§ Prompt A: In the forum discussion about Snowden, to which city was the Bolivian President's plane rerouted?

§ Document:
++++++++++
Why should Ecuador take all the risks and suffer America's displeasure by giving Snowdon asylum if Assage is going to come away with all the credit?

what I heard is that biden threatened to take away Ecuador's free trade agreement. That's pretty strong stuff.

I think Assange made a good point the other day. How can you take away the passport and rights of someone that you haven't even sentenced or charge? He is not even given the rights to seek asylum. The guy is not charged with anything!

Putin's comment was very interesting. His message is clear. He is telling Washington that Snowden will be permitted to sit safely in Moscow and ensure a continuous drip feed of very bad news days unless the US begs him to offer Snowden asylum and bring it to an end.

This way the offer of asylum cannot be presented as any kind of unfriendly act.
This guy really is something else. If you've ever seen photos of him with US counterpart. He is actively trying to look as disinterested, annoyed and disdained toward whoever he is meeting (whether Obama, Biden or Kerry) as possible. He intentionally gets late to meeting. It's a power trip for Putin. He gets a kick out of making America look small. Snowden is a pawn in all of this international politics.
 

delft

Brigadier
From slashdot.org:
niftydude writes with the latest news on the Edward Snowden saga. It appears that the Bolivian President's plane was denied access to French and Spanish airspace due to suspicions that Snowden was on board. Quoting a few pieces from the Guardian:

"In an extraordinary move, France and Portugal revoked flight clearances for the Bolivian President's plane on Tuesday after representations were reportedly made by the U.S. State Department. Mr Morales was flying home from an energy conference in Moscow and his aircraft was hastily rerouted to Vienna, Austria. Bolivian Foreign Minister David Choquehuanca angrily denied that Mr Snowden was on the President's aircraft, a fact later confirmed by Austrian authorities, and said France and Portugal would have to explain why they abruptly canceled authorization for the flight. AP reports that Venezuela's foreign minister Elias Jaua has condemned the decision by France and Portugal to block the plane from its airspace. He claimed that changing a flight's route without checking on how much fuel was left in the plane, put Morales' life at risk."
++++++++++
§ Prompt B: Give the number of lines in the entries below that contain the string "canopy" with matching case. Reply with the number only.
++++++++++
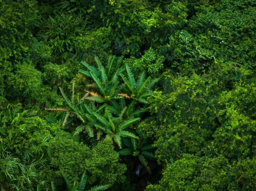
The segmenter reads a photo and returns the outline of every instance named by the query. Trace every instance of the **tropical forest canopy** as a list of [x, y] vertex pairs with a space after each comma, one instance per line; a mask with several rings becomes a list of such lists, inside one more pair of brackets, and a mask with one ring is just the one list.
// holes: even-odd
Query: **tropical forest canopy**
[[255, 0], [0, 0], [0, 188], [256, 191]]

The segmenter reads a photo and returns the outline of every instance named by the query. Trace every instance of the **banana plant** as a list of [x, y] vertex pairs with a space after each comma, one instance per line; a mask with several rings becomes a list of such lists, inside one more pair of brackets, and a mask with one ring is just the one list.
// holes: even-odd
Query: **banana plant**
[[117, 98], [119, 89], [118, 88], [119, 83], [118, 76], [124, 70], [119, 67], [123, 57], [122, 56], [116, 60], [116, 57], [115, 56], [109, 57], [105, 68], [97, 57], [94, 58], [96, 67], [90, 66], [85, 62], [81, 62], [87, 70], [79, 69], [79, 71], [92, 78], [94, 81], [93, 84], [89, 85], [87, 87], [98, 88], [101, 94], [101, 96], [96, 96], [94, 92], [92, 92], [90, 94], [92, 96], [86, 97], [86, 99], [104, 103], [110, 101], [114, 98]]
[[[78, 184], [73, 184], [66, 177], [64, 177], [67, 185], [67, 186], [68, 191], [84, 191], [86, 185], [86, 181], [87, 180], [87, 176], [86, 174], [85, 171], [83, 174], [81, 180]], [[52, 191], [55, 191], [55, 186], [53, 182], [52, 181], [51, 183]], [[95, 186], [87, 190], [87, 191], [102, 191], [106, 190], [111, 186], [111, 185], [102, 185]]]
[[[90, 116], [86, 115], [88, 120], [97, 130], [97, 138], [105, 133], [109, 139], [113, 139], [114, 142], [120, 148], [122, 148], [121, 137], [133, 138], [138, 140], [135, 134], [125, 131], [129, 125], [140, 120], [140, 117], [134, 118], [128, 120], [123, 120], [123, 113], [126, 108], [121, 111], [119, 117], [114, 117], [108, 110], [105, 109], [103, 115], [93, 111], [89, 111]], [[89, 109], [90, 110], [90, 109]]]
[[[136, 132], [141, 136], [142, 134], [140, 131], [137, 130]], [[138, 156], [141, 163], [145, 167], [148, 173], [151, 174], [150, 167], [146, 158], [153, 160], [157, 159], [152, 152], [152, 150], [154, 149], [153, 145], [148, 144], [147, 139], [143, 137], [140, 137], [138, 140], [133, 138], [130, 139], [122, 138], [122, 139], [123, 143], [128, 148], [119, 151], [119, 154], [120, 155], [132, 154], [134, 156]]]
[[146, 98], [152, 94], [150, 89], [159, 79], [152, 79], [150, 77], [146, 79], [146, 71], [144, 70], [140, 73], [137, 81], [135, 81], [128, 64], [125, 64], [125, 69], [128, 78], [122, 73], [119, 74], [125, 84], [122, 87], [124, 93], [119, 94], [119, 95], [132, 99], [140, 103], [148, 103]]

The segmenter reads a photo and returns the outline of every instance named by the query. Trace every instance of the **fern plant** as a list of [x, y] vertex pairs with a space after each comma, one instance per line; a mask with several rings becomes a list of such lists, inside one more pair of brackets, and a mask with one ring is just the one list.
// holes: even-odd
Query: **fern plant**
++++++++++
§ Task solution A: Vienna, Austria.

§ Task solution B: 2